Rescale the stretch of the listing from the line containing "Indicate the melted" through the line containing "[(586, 865)]". Rewrite only those lines, requests included, multiplying each point coordinate in the answers by 2.3 and rounding to whole numbers with halves rounded up, and leave the numbers in the requests and their format samples unchanged.
-- RECORD LIST start --
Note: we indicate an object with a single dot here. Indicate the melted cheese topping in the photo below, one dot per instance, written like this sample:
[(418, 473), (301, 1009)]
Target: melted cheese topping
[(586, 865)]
-- RECORD LIST end --
-- RECORD LIST start --
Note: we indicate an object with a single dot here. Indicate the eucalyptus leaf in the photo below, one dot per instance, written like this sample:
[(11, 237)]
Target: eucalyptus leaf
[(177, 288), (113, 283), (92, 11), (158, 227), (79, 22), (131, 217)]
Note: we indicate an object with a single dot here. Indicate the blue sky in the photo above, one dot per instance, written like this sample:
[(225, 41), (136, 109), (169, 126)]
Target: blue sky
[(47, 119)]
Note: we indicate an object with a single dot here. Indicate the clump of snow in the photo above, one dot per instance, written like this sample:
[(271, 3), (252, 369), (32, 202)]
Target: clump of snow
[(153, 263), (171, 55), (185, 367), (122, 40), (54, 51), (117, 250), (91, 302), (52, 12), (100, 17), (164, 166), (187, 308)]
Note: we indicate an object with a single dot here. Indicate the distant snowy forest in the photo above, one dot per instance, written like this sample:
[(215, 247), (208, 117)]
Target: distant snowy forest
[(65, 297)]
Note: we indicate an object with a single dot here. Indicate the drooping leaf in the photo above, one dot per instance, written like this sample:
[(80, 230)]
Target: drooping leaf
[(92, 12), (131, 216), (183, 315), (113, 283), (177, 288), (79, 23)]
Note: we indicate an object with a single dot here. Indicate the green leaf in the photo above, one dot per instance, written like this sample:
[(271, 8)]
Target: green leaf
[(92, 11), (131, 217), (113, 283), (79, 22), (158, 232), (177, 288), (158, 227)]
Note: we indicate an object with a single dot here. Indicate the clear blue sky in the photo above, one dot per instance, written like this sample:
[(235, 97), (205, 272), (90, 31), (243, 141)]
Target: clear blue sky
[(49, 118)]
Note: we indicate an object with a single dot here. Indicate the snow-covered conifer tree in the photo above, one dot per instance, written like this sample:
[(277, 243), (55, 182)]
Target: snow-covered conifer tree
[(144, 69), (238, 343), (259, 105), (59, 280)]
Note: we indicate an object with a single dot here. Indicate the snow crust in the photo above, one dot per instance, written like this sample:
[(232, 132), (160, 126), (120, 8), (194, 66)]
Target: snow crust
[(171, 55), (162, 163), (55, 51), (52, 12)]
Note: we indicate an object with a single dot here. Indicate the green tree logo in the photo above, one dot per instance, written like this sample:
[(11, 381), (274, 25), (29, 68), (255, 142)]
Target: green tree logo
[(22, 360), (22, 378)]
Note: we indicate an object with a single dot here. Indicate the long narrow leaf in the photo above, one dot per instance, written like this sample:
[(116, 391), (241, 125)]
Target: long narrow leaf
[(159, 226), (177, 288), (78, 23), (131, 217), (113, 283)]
-- RECORD LIST end --
-- RECORD LIST start --
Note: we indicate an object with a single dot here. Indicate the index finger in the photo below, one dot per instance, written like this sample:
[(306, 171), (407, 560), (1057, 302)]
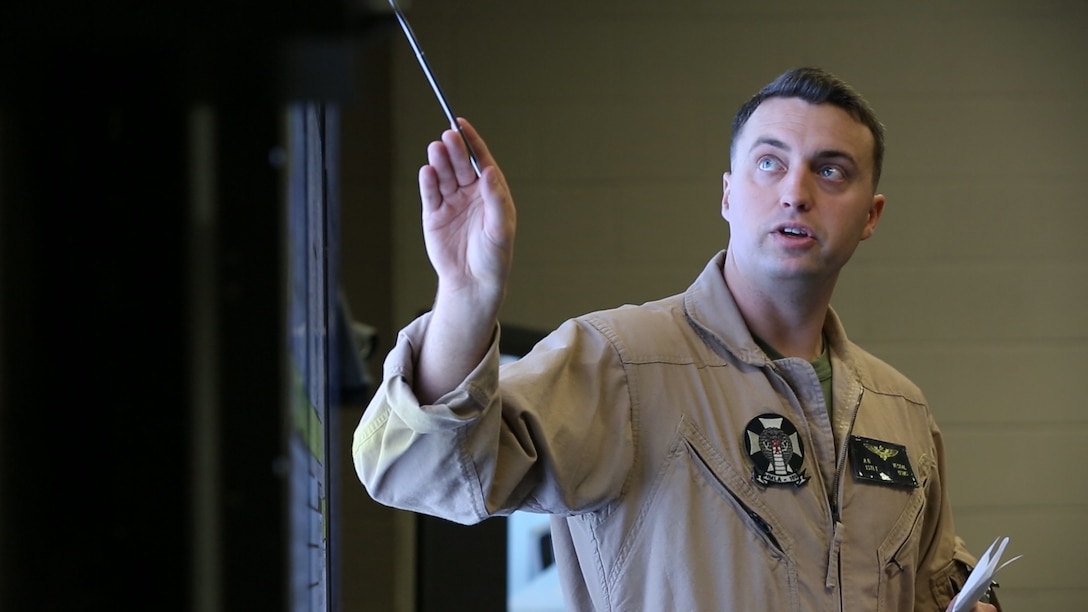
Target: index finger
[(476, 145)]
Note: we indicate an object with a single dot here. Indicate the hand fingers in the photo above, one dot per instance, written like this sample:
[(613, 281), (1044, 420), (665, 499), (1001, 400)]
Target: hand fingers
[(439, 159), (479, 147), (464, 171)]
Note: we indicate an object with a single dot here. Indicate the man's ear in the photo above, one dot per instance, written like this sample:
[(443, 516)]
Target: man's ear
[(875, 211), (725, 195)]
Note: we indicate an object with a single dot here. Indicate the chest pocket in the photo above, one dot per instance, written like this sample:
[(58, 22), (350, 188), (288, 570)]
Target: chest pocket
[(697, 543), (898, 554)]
-- RECORD LIST end --
SOLUTION BELOW -
Note: we indicate an object with a single dot here. Indicate the melted cheese topping in the photo below, one dot per instance, written like this sample:
[(418, 473), (301, 1009)]
Target: melted cheese topping
[(1348, 1990)]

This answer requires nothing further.